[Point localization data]
-------
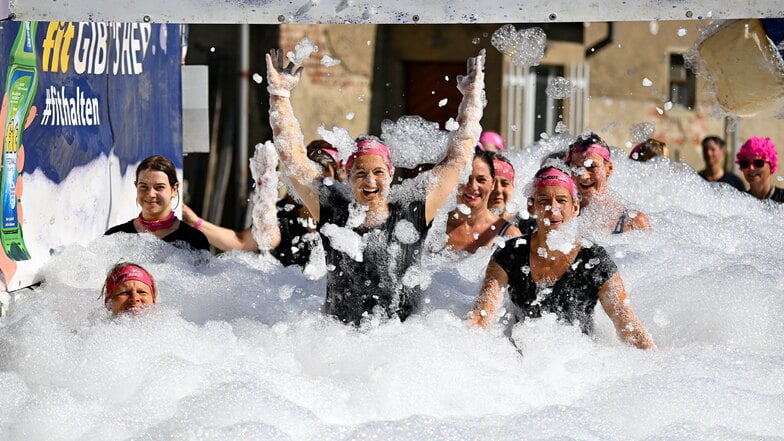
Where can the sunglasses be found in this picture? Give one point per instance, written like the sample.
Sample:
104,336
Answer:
757,163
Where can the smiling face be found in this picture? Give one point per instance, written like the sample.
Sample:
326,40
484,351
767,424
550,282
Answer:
154,194
475,193
713,154
370,180
553,206
756,176
590,172
131,296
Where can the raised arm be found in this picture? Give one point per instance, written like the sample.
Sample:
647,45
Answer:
224,239
461,142
263,169
630,330
287,133
491,297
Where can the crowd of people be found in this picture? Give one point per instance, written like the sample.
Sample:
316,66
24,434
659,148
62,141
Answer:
372,241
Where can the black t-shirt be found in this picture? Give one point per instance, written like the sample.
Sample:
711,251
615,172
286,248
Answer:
376,283
572,297
183,234
296,242
728,178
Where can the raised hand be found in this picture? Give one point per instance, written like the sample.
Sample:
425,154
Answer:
474,79
281,77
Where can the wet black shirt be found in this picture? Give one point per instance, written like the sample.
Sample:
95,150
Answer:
729,178
374,284
572,297
183,234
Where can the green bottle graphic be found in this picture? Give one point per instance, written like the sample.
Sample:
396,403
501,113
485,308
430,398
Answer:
20,88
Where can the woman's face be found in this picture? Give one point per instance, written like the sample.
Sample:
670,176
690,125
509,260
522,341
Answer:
553,206
501,194
475,193
154,194
131,296
590,173
753,173
370,180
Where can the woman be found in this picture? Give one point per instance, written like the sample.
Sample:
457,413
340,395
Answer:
473,225
649,149
370,241
543,277
503,188
129,288
589,157
758,160
289,236
156,186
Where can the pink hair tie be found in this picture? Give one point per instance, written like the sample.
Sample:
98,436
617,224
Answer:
492,138
762,147
553,177
503,169
370,147
124,274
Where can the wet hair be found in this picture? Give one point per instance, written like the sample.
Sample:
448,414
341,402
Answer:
486,157
762,147
583,142
719,142
648,149
159,163
116,268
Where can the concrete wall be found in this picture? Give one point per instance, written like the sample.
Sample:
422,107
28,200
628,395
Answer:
619,100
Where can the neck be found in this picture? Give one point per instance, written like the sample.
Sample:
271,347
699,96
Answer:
760,190
476,215
376,214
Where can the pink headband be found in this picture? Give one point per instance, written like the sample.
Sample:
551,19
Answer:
370,147
124,274
491,138
552,177
503,169
762,147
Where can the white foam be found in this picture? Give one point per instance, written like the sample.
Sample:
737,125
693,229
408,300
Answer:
237,347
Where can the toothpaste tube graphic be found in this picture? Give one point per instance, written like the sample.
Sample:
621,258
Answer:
20,88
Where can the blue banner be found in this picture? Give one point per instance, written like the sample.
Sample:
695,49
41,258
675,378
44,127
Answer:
83,102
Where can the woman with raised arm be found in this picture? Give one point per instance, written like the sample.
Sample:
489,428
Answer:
156,187
473,225
370,241
545,276
284,228
589,157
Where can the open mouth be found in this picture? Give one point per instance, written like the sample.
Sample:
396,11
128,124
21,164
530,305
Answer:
471,196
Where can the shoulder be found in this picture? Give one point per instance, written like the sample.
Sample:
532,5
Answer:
192,236
778,195
122,228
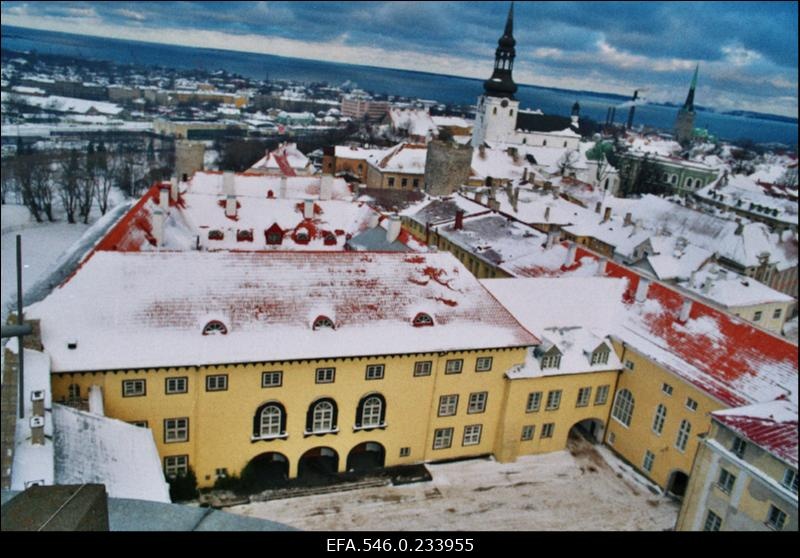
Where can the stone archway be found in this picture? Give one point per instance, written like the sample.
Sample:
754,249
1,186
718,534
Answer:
367,456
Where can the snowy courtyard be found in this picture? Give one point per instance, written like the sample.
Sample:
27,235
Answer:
584,489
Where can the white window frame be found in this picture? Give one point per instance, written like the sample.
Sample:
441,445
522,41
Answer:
375,371
176,385
584,397
477,402
270,375
443,438
472,435
659,419
326,375
682,439
483,364
176,430
534,402
139,384
448,405
176,466
553,400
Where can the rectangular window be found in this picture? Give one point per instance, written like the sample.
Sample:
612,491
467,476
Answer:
217,383
176,466
177,385
726,481
713,522
134,388
629,364
649,458
584,396
423,368
477,402
375,371
601,397
738,447
776,518
790,480
553,400
448,404
472,435
176,430
534,402
442,438
527,432
272,379
325,375
454,366
483,364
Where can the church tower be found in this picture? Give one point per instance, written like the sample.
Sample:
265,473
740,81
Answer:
496,117
684,124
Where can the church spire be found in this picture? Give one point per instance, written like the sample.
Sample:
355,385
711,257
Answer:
689,104
501,84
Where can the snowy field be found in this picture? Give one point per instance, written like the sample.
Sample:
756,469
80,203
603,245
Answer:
583,489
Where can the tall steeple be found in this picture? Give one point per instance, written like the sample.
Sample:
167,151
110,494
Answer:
501,84
689,104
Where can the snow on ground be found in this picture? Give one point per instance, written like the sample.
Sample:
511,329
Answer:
585,488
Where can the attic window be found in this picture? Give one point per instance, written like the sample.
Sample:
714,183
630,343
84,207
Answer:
215,327
323,321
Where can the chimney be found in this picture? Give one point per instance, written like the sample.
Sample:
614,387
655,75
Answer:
163,198
96,400
227,183
308,209
459,224
158,226
326,187
573,248
393,228
685,310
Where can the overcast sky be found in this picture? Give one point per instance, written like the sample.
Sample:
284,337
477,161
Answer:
747,50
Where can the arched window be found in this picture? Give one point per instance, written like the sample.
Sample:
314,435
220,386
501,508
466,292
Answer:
323,321
371,411
269,421
321,417
623,407
658,420
215,327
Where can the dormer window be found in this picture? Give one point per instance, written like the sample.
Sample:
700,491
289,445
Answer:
323,322
215,327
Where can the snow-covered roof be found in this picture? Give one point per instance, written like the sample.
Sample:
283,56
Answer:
771,425
732,290
91,448
162,301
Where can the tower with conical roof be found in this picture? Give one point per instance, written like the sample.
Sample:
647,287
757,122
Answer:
496,117
684,123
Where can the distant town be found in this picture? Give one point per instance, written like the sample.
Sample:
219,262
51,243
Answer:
243,291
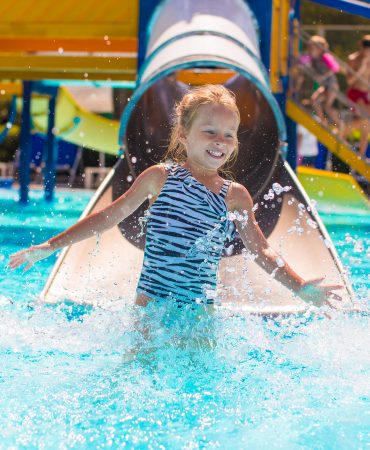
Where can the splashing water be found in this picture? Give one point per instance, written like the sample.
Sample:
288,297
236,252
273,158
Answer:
163,377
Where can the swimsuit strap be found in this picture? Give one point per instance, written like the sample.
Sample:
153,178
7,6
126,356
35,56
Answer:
225,188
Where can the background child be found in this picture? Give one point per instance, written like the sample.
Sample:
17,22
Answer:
188,221
322,67
359,89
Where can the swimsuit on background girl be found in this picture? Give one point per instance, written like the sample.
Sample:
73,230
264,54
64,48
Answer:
187,228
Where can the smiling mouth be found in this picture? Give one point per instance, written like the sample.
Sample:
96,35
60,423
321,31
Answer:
215,154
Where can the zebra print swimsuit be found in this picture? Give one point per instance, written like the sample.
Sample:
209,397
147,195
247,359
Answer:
187,227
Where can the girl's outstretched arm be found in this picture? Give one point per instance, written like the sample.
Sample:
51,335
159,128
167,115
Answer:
148,184
240,201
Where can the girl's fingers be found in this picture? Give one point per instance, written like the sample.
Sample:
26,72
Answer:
330,304
333,287
334,296
27,267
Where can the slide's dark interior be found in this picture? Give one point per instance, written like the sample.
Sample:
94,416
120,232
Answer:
258,164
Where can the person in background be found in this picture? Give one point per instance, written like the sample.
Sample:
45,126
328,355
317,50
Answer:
307,147
359,89
322,66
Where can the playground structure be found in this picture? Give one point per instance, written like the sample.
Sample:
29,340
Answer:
182,43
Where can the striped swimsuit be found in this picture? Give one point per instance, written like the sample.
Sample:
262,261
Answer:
187,228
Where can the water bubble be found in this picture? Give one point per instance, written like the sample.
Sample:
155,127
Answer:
327,243
270,195
278,189
311,223
359,247
280,262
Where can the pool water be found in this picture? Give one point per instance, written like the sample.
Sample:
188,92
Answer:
74,377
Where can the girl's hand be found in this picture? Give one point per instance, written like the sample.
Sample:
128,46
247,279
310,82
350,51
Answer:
30,255
317,295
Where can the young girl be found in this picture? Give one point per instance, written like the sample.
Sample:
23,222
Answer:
323,67
188,220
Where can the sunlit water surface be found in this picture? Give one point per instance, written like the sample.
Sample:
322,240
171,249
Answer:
74,377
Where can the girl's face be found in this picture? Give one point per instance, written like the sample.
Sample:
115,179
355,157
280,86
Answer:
315,51
212,137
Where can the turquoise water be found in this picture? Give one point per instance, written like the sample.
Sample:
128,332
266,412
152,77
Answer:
67,379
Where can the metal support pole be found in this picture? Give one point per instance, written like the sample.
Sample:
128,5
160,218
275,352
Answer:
291,128
51,153
25,143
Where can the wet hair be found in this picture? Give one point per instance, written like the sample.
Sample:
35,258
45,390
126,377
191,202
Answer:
365,41
186,111
320,42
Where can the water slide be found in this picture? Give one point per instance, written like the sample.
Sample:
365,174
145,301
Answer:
74,123
204,38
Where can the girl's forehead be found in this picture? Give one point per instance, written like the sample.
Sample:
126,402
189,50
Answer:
213,113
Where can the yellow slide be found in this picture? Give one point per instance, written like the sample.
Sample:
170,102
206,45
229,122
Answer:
75,124
334,191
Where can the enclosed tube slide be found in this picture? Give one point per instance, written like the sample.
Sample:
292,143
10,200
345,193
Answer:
200,38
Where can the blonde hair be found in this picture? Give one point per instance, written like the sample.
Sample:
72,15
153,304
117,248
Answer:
320,42
185,113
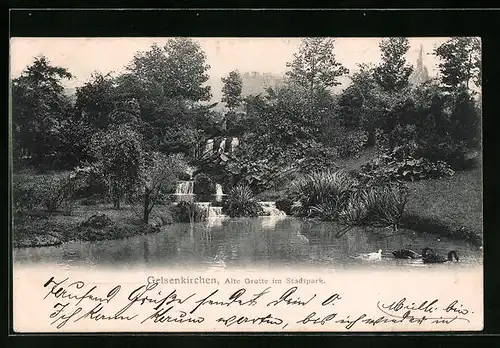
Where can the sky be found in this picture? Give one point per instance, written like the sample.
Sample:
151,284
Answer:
82,56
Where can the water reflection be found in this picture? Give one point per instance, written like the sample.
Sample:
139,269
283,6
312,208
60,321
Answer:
248,242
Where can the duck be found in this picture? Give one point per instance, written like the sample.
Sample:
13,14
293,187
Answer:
429,256
371,256
406,254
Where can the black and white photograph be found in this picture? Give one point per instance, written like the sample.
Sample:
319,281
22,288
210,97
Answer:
313,154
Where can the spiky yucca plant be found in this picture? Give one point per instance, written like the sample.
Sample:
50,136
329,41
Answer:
320,192
241,202
385,204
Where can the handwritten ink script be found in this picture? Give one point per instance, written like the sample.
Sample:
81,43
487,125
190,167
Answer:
249,304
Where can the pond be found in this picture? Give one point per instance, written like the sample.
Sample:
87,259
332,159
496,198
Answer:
250,243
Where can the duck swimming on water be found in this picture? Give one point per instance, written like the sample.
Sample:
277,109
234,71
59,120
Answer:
406,254
371,256
429,256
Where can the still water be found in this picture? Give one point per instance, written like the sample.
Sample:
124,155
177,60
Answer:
250,243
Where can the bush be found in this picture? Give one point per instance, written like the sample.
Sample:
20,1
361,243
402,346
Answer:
321,191
188,212
24,198
97,221
384,205
285,205
185,177
50,192
401,165
241,202
203,185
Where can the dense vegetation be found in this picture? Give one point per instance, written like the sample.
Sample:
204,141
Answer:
129,138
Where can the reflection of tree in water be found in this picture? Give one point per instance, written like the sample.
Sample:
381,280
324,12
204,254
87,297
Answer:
145,247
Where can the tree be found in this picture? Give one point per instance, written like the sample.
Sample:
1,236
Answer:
95,100
119,159
460,62
168,84
39,110
315,65
160,175
393,73
186,70
361,103
231,90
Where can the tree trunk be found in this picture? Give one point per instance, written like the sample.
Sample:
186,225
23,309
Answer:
370,142
145,217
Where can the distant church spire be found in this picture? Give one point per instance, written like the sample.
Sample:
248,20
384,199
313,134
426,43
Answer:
420,60
420,73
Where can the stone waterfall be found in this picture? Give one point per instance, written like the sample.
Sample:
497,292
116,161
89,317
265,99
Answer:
184,189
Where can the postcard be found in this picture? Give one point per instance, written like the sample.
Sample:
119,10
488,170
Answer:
186,184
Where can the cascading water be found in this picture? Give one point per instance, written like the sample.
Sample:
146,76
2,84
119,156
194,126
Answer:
218,192
209,147
271,210
222,146
184,188
215,212
234,144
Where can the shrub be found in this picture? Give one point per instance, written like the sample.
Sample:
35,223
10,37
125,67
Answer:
203,185
185,211
285,205
241,202
97,221
24,198
49,192
321,190
184,177
384,205
401,164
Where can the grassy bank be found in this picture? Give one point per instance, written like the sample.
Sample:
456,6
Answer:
451,207
55,229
-------
### EXERCISE REQUIREMENTS
Check each line of the entries above for the word "black". List the ones that have it.

### TASK OUTPUT
Where can the black t-shirt be found in this picture? Give one point per instance, written like the sample.
Where can the wet black shirt be found in this picture? Give one point per instance, written like the sample.
Where can the black and white photograph be found in this picture? Give one point per instance, written like the sample.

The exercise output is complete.